The lines below may contain the word "hand". Please count those that do and give the number alone.

Entries supplied:

*****

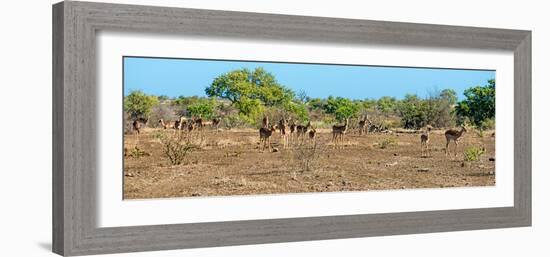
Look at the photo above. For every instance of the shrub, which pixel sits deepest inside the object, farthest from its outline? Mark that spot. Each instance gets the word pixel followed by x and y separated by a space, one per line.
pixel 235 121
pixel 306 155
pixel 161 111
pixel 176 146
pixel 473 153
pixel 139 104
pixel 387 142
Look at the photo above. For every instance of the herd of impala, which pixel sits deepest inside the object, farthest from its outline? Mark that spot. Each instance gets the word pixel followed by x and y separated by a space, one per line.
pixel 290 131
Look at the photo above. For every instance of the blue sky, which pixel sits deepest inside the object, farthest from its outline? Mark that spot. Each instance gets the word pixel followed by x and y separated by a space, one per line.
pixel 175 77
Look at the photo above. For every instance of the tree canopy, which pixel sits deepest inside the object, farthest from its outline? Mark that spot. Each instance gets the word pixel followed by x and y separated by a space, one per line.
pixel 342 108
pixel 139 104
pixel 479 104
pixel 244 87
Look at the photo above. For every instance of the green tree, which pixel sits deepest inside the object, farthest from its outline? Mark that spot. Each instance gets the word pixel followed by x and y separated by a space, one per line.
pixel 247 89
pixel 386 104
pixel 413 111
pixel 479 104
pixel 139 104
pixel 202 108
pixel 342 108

*****

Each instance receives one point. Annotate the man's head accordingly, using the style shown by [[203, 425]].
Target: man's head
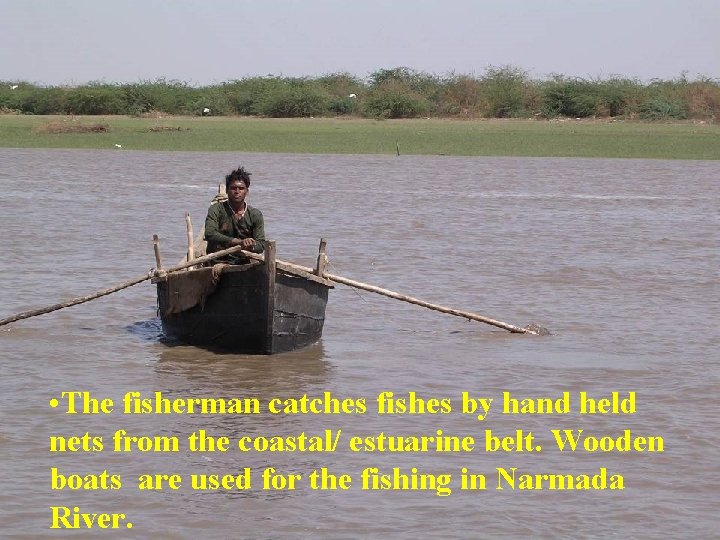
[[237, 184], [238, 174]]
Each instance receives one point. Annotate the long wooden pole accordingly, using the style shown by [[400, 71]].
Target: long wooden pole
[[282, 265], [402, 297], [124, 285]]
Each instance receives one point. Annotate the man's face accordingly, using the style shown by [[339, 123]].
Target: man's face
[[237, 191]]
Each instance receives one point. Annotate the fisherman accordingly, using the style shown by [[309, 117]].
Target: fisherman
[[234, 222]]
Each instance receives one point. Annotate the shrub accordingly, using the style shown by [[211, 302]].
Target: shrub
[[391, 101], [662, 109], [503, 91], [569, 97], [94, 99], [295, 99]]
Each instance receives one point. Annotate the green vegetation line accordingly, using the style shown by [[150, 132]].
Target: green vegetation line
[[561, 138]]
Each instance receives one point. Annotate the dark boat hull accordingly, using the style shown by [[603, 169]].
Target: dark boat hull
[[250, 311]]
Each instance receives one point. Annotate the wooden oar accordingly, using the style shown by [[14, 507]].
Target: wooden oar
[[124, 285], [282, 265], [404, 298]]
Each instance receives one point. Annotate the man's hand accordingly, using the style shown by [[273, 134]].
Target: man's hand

*****

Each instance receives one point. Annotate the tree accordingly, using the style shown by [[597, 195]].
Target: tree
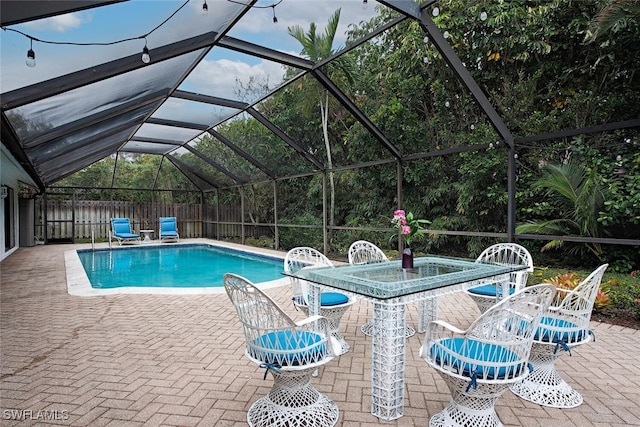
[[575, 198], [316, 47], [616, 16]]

*****

Output for this task: 2